** RECORDS PROVIDED follows **

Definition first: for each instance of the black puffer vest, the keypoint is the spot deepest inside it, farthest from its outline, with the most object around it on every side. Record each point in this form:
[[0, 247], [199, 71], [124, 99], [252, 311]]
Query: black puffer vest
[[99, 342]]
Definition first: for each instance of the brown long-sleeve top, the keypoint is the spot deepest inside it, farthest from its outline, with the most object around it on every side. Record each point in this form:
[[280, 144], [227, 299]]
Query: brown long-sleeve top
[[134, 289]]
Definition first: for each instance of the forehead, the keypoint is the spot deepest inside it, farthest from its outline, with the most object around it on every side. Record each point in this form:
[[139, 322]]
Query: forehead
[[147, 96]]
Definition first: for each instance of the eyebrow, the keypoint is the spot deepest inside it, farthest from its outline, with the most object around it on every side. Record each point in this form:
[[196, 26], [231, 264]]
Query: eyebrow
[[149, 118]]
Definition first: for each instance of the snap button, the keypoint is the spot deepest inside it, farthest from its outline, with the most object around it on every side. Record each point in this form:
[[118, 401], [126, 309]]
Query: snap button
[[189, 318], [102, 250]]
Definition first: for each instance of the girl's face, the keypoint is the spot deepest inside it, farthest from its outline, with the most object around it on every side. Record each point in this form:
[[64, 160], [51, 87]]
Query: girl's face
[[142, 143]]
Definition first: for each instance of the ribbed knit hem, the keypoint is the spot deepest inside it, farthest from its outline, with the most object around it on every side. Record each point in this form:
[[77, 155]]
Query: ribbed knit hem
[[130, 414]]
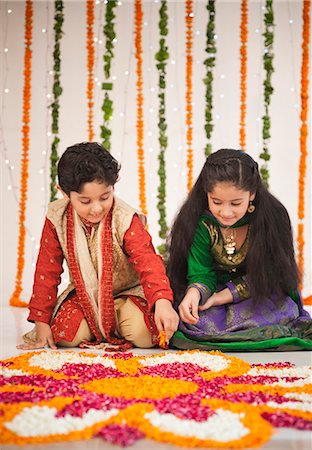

** End of RECORDS PROVIDED **

▶ REQUIRED WORK
Repeat nothing but the lines from the one containing "Query: eyebrow" through the last line of the listing, both included, exactly as written, and omit any picture.

▶ COMPLETED TASK
Query: eyebrow
[[149, 118]]
Definition first: for each instance of the snap button, the keypoint is the spot deepest inside it, farthest from its outline, with the most object around it on every side. Record each point in this form:
[[118, 401], [126, 309]]
Query: snap button
[[189, 318], [102, 250]]
Definition first: for each instance of the girl's face, the keypoint is the spot deepest inside it, farthest from its outline, with the most object around it on every side. Record each point in this form:
[[64, 160], [51, 87]]
Query: girl's face
[[142, 143]]
Definition first: for each instance of the ribbed knit hem, the keypoint is the spot deepest inside it, farthest from its outline, with the most object around it on every side. Record each point in this form:
[[77, 155]]
Query: ribbed knit hem
[[130, 414]]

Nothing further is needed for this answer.